● WHAT TO WORK ON
Extract each line of the data below that contains the string "ground".

Image object location entries:
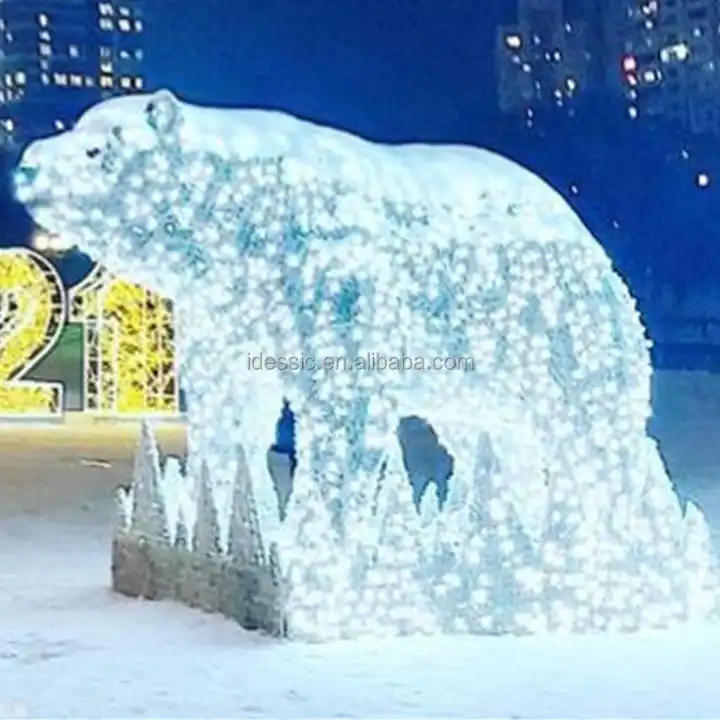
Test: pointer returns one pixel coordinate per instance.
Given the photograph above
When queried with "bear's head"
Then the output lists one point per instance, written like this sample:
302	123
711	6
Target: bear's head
107	186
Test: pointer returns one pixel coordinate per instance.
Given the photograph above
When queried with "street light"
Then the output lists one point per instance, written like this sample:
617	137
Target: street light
46	242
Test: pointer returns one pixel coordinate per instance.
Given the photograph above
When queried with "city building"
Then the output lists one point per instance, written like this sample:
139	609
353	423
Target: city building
543	60
58	57
666	60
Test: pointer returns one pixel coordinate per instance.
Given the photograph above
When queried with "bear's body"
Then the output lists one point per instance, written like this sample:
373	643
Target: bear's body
278	238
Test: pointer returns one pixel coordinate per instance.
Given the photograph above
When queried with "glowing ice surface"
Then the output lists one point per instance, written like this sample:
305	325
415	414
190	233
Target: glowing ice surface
274	235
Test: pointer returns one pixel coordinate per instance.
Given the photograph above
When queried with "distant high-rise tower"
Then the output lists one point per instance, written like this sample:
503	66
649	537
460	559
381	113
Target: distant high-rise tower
543	60
58	57
667	59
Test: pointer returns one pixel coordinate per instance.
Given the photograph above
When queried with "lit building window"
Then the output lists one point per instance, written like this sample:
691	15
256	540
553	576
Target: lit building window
629	63
679	52
651	77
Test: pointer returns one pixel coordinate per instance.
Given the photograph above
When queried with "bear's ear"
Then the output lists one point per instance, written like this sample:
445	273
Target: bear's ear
162	111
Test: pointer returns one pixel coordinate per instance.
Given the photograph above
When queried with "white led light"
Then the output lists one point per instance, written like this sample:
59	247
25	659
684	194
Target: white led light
275	236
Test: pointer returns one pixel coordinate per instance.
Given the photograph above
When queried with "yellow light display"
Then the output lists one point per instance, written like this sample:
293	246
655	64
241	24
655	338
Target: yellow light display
32	315
130	365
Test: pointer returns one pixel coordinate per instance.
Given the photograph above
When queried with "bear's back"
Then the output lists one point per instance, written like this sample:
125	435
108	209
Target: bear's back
443	175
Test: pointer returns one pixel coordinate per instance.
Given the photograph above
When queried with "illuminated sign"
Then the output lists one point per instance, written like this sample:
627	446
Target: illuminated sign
129	367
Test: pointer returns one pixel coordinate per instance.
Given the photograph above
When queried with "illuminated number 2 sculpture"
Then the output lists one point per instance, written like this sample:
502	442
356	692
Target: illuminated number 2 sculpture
130	367
32	315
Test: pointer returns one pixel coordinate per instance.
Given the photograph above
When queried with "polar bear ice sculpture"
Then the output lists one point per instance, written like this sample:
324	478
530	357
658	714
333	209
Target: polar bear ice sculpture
274	235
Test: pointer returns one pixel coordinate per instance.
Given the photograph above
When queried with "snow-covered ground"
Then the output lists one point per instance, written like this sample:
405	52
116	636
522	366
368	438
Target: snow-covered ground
69	648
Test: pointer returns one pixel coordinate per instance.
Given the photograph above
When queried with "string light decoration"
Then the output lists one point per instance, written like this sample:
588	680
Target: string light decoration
129	362
32	316
274	235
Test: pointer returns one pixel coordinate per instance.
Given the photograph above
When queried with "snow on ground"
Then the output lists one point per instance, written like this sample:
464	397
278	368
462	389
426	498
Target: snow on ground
69	648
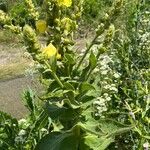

● SOLUTION TO THE PROBLEM
When queried with "snow-covered ground"
Target: snow-covered ground
When queried with "snow on ground"
Target: snow on ground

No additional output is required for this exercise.